STATED TASK: Which lines in the items below contain the word "collar"? Copy out each one.

PROVIDED RECORDS:
== == ==

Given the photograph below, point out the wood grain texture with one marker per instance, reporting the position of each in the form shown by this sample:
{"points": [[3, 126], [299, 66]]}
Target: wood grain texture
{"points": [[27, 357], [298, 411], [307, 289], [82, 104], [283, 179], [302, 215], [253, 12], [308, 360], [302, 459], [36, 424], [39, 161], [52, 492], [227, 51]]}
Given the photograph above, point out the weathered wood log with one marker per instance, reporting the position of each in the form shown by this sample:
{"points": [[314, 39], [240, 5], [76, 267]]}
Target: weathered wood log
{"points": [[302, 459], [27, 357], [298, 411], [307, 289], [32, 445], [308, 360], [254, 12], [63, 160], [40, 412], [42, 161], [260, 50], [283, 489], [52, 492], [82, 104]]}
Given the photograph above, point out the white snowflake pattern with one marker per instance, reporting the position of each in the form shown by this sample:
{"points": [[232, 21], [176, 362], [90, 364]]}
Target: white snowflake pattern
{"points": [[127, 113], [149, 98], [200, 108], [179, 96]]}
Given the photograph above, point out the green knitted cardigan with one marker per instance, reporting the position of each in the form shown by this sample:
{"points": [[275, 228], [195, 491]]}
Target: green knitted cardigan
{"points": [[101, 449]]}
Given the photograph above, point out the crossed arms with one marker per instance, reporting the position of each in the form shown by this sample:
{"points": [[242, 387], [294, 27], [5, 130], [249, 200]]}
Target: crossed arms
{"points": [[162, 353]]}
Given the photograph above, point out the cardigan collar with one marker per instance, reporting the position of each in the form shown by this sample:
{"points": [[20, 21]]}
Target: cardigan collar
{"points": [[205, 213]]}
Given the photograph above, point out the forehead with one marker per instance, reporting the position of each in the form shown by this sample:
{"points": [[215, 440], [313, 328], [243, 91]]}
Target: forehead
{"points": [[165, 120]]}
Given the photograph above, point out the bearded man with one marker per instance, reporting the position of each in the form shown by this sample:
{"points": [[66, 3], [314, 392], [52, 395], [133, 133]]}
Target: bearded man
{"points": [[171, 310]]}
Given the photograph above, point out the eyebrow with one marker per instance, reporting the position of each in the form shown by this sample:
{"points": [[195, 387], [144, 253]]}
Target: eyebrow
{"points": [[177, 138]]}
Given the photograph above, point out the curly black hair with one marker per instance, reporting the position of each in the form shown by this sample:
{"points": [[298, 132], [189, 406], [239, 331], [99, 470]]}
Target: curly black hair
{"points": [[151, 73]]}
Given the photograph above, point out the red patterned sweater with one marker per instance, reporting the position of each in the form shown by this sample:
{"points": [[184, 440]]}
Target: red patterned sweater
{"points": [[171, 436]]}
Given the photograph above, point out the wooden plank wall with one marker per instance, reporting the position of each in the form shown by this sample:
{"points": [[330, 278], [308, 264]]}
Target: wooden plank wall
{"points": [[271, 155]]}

== == ==

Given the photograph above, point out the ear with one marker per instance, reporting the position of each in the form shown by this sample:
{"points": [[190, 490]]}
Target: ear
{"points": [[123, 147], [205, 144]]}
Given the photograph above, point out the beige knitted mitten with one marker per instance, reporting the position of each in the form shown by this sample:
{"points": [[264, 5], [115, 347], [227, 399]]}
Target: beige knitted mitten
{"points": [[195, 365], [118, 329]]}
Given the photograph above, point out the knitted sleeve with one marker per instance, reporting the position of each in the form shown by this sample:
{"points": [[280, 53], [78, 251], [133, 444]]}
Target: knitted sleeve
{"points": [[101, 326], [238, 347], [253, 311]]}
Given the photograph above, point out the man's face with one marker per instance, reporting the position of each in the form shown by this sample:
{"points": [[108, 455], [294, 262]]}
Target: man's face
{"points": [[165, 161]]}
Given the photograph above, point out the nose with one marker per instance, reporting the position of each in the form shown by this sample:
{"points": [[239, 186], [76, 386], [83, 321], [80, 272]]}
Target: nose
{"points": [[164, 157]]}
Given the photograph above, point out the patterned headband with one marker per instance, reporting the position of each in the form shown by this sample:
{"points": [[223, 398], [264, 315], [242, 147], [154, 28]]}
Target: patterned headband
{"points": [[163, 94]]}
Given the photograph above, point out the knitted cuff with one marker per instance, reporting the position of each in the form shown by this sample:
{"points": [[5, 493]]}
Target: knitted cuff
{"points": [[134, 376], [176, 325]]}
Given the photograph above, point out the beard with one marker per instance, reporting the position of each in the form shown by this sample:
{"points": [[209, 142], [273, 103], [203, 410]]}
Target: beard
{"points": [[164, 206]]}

== == ==

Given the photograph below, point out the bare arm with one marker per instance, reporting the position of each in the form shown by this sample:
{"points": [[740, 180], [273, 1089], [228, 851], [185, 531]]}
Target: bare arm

== == ==

EXERCISE RESPONSE:
Given the photograph above, point out the cardigan collar with one marker per instance, reporting the position of each in the form shown by this sample:
Target: cardigan collar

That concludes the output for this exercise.